● **Input for this task**
◇ ◇ ◇ ◇ ◇

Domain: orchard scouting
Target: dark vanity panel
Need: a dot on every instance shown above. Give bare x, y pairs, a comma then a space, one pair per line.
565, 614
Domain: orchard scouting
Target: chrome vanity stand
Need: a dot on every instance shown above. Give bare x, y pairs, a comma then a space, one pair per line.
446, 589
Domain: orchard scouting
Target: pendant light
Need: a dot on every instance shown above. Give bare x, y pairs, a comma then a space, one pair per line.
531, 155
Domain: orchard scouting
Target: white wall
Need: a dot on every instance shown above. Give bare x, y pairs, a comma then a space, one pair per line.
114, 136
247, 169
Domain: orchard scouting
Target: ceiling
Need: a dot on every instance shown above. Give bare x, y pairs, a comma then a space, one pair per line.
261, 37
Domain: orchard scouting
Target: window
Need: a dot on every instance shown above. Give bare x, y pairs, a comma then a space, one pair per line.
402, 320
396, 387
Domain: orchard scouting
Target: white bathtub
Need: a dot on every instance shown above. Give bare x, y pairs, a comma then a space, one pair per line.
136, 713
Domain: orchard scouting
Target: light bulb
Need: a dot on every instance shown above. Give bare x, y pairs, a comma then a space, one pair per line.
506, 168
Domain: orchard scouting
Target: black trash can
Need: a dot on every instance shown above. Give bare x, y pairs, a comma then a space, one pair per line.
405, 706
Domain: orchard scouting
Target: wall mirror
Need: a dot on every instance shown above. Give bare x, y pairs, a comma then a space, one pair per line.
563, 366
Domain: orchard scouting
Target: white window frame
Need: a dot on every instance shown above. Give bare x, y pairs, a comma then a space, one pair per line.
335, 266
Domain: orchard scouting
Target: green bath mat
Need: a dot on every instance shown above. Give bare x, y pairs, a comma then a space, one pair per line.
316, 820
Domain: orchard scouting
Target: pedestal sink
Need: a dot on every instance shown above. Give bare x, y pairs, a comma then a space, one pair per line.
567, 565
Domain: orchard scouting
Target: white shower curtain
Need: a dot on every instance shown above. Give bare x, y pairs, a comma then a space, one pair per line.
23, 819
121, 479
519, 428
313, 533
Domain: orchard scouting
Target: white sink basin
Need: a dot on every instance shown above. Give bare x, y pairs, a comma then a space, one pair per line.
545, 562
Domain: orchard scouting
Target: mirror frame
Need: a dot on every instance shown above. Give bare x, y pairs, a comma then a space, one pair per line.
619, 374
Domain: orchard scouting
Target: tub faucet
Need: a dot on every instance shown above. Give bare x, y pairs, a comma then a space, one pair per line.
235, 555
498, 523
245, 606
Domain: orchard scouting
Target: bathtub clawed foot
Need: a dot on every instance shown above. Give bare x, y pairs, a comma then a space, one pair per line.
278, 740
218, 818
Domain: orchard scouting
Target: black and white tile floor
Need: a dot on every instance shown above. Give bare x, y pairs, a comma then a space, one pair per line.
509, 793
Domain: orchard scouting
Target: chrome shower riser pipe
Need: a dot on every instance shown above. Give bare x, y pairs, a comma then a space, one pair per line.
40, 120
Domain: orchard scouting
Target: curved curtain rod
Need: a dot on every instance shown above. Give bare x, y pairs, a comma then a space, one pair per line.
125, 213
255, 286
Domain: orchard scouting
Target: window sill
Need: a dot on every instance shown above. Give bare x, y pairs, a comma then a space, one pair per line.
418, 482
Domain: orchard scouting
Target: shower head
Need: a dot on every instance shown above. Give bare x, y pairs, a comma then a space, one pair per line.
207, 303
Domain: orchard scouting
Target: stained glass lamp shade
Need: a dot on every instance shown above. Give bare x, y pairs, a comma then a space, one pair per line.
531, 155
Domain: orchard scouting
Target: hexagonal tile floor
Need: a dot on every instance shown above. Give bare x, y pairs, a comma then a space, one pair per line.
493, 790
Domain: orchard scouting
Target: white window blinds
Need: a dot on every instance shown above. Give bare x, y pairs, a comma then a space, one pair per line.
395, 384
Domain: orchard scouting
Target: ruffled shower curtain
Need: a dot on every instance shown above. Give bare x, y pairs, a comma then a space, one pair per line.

◇ ◇ ◇ ◇ ◇

● **Problem statement**
From the entries above, return exactly the line containing "Target: curved curtain rod", the line containing "Target: stained glass lamp shade", and all lines between, and nothing else.

● **Solution**
Target: curved curtain rod
Need: a dot on every instance shown above. Give bare x, y pairs, a comma then a space, one pair per line.
125, 213
255, 286
Domain: orchard scouting
Target: window sill
Need: a dot on every instance shown above. Give bare x, y pairs, a comma then a space, one pair per line.
418, 482
Domain: orchard scouting
Target: shower head
Need: a dot on every instance shown above. Give bare x, y pairs, a comma then a space, one pair per line.
207, 303
Domain: orchard scouting
Target: stained glass lamp shade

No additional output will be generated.